═════ READING TEXT
The globally beloved cartoon characters still pop up daily in comic strips, books and gift shops, as well as in animated specials — both new ones and the classic holiday programs such as “A Charlie Brown Christmas” that now stream on Apple TV Plus. “Peanuts” is in the ether as surely as the jazzy Vince Guaraldi Trio riffs that bounce along the airwaves once Christmastime is here.
This year, the headquarters of Team Peanuts in Santa Rosa, Calif., has another reason to hold gatherings at its museum and library and ceremonies at its ice rink: It’s the centennial of the birth of “Peanuts” creator Charles M. “Sparky” Schulz, who was born Nov. 26, 1922, in St. Paul, Minn.
Schulz died in February 2000, the same weekend that his final original strip was published. Yet what he launched into the zeitgeist in 1950 remains a cultural touchstone. So why does “Peanuts” endure so strongly — remaining so firmly woven into the fabric of popular culture — when so many aspects of mass entertainment all but disappear?
Jeannie Schulz, widow of the cartoonist and president of the Charles M. Schulz Museum’s board of directors, puts it concisely: “Sparky tapped into a universal humanity, and translated it into simple lines with a subtle humor.”
Those elegant, poignant, slyly simple lines curled and curved their way into religion and sports and war and mental health and love unrequited. To mark the centennial, The Washington Post asked celebrities from various areas of achievement what Schulz’s creation has meant to them.
‘As good as anything ever’
Producer Lee Mendelson approached Schulz in the mid-’60s with an idea: Coca-Cola was interested in a TV project. Out of that seed grew one of the two greatest animated Christmas shows to emerge from that decade — a classic that, like “How The Grinch Stole Christmas,” melded the genius of artistic minds.
══════════
═════ RECORD EXCERPTS
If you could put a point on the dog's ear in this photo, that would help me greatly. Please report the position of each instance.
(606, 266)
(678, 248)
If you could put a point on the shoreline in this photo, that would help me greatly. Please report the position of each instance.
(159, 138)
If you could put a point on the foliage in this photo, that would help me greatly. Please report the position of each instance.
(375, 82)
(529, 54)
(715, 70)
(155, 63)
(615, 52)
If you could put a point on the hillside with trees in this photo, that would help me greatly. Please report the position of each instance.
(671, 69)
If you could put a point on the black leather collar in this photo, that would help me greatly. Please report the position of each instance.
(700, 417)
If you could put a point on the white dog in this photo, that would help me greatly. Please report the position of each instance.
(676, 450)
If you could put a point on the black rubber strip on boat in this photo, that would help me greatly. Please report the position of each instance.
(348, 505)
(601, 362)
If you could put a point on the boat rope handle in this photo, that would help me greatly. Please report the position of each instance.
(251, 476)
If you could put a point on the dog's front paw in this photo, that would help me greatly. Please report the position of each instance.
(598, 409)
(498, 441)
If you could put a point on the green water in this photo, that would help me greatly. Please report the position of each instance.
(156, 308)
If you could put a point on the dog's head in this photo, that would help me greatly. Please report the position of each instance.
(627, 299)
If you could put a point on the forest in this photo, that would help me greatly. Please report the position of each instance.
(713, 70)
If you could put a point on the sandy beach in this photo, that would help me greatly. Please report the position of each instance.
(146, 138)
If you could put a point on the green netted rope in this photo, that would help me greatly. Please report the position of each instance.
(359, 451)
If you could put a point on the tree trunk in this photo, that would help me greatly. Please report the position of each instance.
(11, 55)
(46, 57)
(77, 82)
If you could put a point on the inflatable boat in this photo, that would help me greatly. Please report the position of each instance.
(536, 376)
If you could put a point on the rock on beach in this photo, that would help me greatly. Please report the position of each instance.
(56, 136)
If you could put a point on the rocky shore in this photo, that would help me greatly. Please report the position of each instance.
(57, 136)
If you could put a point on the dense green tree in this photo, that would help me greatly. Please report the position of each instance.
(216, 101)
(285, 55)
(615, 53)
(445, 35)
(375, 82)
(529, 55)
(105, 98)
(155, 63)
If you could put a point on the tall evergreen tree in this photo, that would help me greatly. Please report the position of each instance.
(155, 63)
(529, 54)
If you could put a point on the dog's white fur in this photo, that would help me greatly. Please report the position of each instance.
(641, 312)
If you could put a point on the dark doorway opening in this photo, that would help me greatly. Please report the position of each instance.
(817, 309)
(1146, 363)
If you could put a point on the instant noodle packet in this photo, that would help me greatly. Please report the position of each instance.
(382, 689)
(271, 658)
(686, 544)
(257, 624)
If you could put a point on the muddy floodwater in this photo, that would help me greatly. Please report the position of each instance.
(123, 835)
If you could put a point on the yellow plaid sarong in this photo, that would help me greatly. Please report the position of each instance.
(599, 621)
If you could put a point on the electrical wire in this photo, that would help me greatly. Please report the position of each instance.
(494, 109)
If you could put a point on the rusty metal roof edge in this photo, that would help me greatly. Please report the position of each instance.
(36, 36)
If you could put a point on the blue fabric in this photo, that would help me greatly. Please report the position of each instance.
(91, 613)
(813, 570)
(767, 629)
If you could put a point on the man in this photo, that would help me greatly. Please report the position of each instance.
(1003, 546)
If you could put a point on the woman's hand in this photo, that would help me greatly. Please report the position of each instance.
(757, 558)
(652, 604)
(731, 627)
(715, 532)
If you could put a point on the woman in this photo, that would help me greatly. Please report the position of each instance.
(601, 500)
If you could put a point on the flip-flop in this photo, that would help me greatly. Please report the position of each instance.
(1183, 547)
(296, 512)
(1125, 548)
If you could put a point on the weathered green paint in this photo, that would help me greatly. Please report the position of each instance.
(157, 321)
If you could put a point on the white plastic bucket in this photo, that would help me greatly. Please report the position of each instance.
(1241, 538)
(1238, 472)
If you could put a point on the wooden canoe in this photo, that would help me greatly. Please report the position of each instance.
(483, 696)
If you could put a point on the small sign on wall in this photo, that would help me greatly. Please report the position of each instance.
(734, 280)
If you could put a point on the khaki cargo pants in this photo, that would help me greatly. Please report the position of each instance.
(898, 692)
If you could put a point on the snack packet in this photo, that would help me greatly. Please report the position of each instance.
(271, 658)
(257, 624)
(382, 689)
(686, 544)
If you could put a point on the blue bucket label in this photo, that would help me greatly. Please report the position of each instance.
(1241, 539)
══════════
- _INSTRUCTIONS_:
[1] Copy word for word the stretch of the Peanuts article from "Schulz died in" through "all but disappear?".
[2] List the areas into which, according to the Peanuts article, Schulz's lines curled and curved their way.
[3] Extend the Peanuts article by writing what comes after its final sentence.

- _SOLVED PROBLEMS_:
[1]
Schulz died in February 2000, the same weekend that his final original strip was published. Yet what he launched into the zeitgeist in 1950 remains a cultural touchstone. So why does “Peanuts” endure so strongly — remaining so firmly woven into the fabric of popular culture — when so many aspects of mass entertainment all but disappear?

[2] religion, sports, war, mental health, love unrequited

[3]
Schulz teamed with animator Bill Melendez and, working under a deadline of mere months, the three men created “A Charlie Brown Christmas,” a masterpiece that daringly led with its heart. Charlie Brown battled seasonal depression, Snoopy engaged in flights of fancy and Linus Van Pelt delivered the biblical monologue that, out of the mouths of a babe, still moves viewers regardless of age or faith.
“Over the course of my life, I’ve probably watched ‘A Charlie Brown Christmas’ more times than any single episode of television,” late-night host Jimmy Kimmel says. “It’s one of the main reasons I decided to have more kids.”
Kimmel thinks that special reflects the larger excellence of what a boy from Minnesota ultimately gave to the world. “As soon as our daughter Jane learned to read, I bought her all the ‘Peanuts’ anthologies,” the comedian says. “I bought an original drawing of Snoopy by Charles Schulz that may very well be a forgery. I cherish it even if it is.
“The best of Peanuts is as good as anything ever. For me, it’s one of the greatest achievements in American art and literature.”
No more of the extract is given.